- **Tasks for this exercise**
A. Return the passage from the budget article on the productivity package, starting with "The WCS and" and going on through "or cash payouts.".
B. Name the three components of the Transition Support Package given in the budget article on the productivity package.
C. Continue the budget article on the productivity package from its last sentence.

- **Excerpt provided**
---

BUDGET 2015 Package to boost productivity to be phased out

Package to boost productivity to be phased out

Package to boost productivity to be phased out

A PACKAGE of schemes introduced in 2013 to help companies become more productive will be gradually phased out to give firms time to adjust to rising costs as they restructure.
The programme, called the Transition Support Package, has three components - the Wage Credit Scheme (WCS), corporate income tax rebate and the Productivity and Innovation Credit (PIC) Bonus.
The WCS and corporate income tax rebate will be extended for two more years but at reduced support levels. The PIC Bonus will expire in the 2015 tax year.
The Transition Support Package has given out $7.5 billion over three years, far more than the original estimate of $5.3 billion.
The PIC Bonus, introduced to supplement the PIC tax credit scheme, provides eligible businesses a dollar-for-dollar matching cash bonus on top of their existing PIC tax deductions or cash payouts.
The bonus was intended as a "transitional measure" to encourage firms to take advantage of the PIC scheme, said Deputy Prime Minister and Finance Minister Tharman Shanmugaratnam yesterday.
The bonus "has been successful in spreading the culture of productivity among SMEs (small and medium-sized enterprises)" and take-up of the PIC scheme has been robust, he added.
The Wage Credit Scheme was introduced to help firms cope with rising labour costs by co-funding 40 per cent of pay rises for Singaporean workers earning less than $4,000 a month.
The scheme was adjusted yesterday: Over the next two years, the Government will co-fund 20 per cent of wage increases given to Singaporean workers earning below $4,000 a month.

---

- **Record list**
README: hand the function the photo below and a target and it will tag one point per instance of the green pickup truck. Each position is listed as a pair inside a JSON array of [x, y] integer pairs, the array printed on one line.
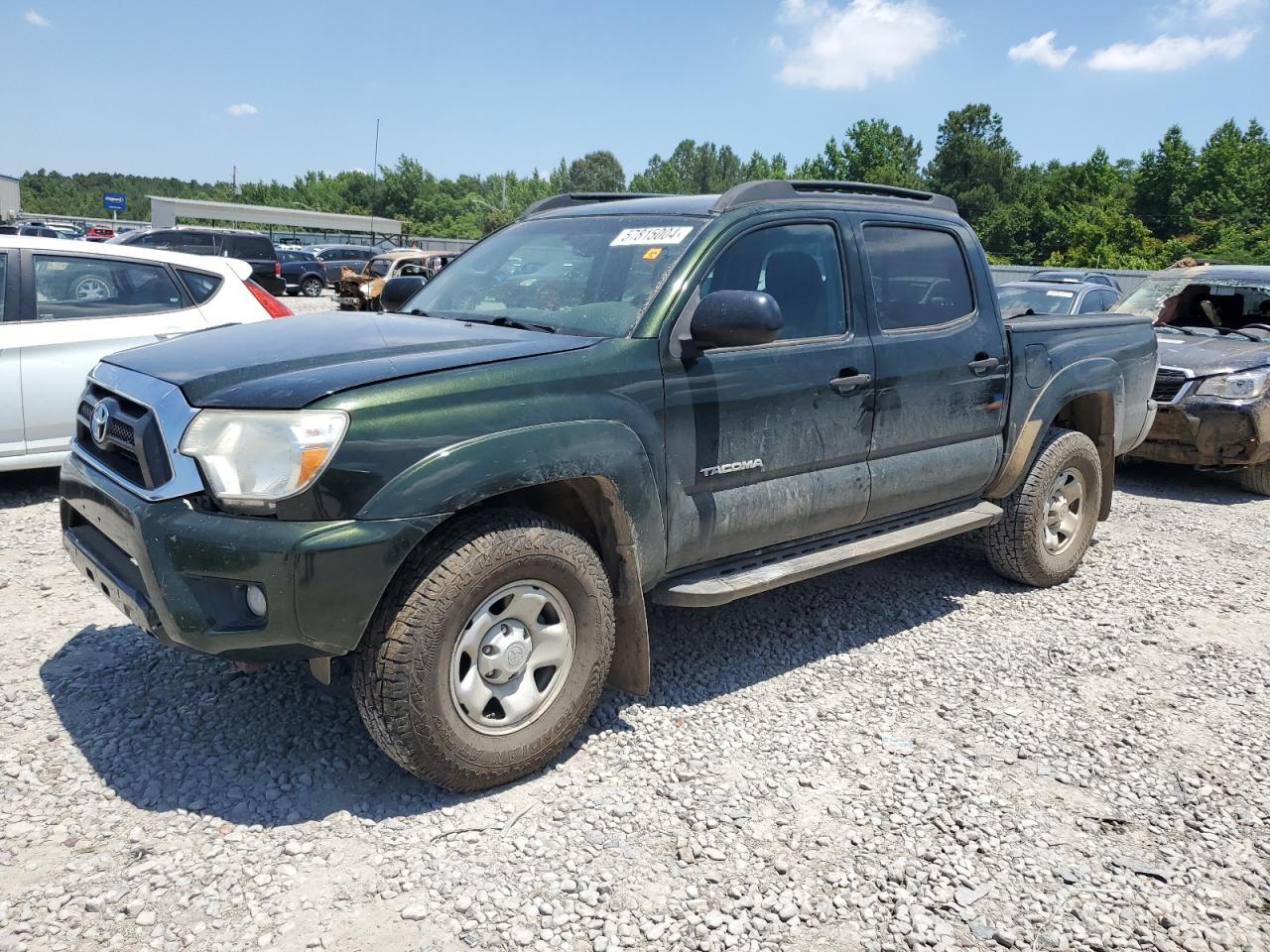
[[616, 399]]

---

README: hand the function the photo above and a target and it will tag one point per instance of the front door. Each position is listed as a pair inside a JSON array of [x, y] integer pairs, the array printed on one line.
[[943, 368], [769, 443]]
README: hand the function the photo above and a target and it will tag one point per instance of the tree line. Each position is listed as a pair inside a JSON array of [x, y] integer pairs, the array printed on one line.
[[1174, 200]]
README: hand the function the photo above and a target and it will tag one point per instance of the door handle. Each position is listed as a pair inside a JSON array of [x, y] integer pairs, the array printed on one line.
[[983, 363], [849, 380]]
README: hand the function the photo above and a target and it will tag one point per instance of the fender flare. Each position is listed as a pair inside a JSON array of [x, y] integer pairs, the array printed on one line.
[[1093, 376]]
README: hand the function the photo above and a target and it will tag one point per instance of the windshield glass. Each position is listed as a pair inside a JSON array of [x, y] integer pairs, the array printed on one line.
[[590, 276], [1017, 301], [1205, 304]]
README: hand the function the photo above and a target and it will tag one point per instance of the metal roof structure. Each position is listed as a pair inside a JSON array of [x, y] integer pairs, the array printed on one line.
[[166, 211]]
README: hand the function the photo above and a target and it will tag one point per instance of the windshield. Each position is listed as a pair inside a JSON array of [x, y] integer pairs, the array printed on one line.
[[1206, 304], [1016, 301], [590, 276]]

---

- **Answers to each task**
A.
The WCS and corporate income tax rebate will be extended for two more years but at reduced support levels. The PIC Bonus will expire in the 2015 tax year.
The Transition Support Package has given out $7.5 billion over three years, far more than the original estimate of $5.3 billion.
The PIC Bonus, introduced to supplement the PIC tax credit scheme, provides eligible businesses a dollar-for-dollar matching cash bonus on top of their existing PIC tax deductions or cash payouts.

B.
Wage Credit Scheme (WCS)
Corporate income tax rebate
Productivity and Innovation Credit (PIC) Bonus

C.
This co-funding will apply to salary hikes given next year and in 2017. In addition, if wage increases given this year are sustained next year and in 2017, employers will continue to receive co-funding at the new rate of 20 per cent.
The scheme's extension is expected to cost $1.8 billion over two years. It is intended to help businesses through restructuring and will not be retained for the long term.
A corporate income tax rebate of 30 per cent capped at $30,000 per year of assessment was granted to companies for three years in Budget 2013.
This has been extended for another two years, at the same rate of 30 per cent of tax payable but with a reduced cap of $20,000 for each year of assessment.
The lower cap will ensure that more support is focused on SMEs, Mr Tharman said.
The Temporary Employment Credit, introduced last year to help employers cope with higher Medisave contribution rates, has also been enhanced and extended.
This will help firms with labour costs and offset higher expenses from changes to the Central Provident Fund contribution regime.
NUS Business School Associate Professor of accounting Simon Poh said the removal of the PIC Bonus was disappointing as many businesses had called for the incentive to be extended.
But the "gradual phasing out" of the other two components of the Transition Support Package did offer some consolation, he added.
Ms Tan Bin Eng, business incentive advisory partner at EY, said the fact that measures under the Transition Support Package have not been completely removed "shows that (the Government) has heard companies' woes about rising business costs".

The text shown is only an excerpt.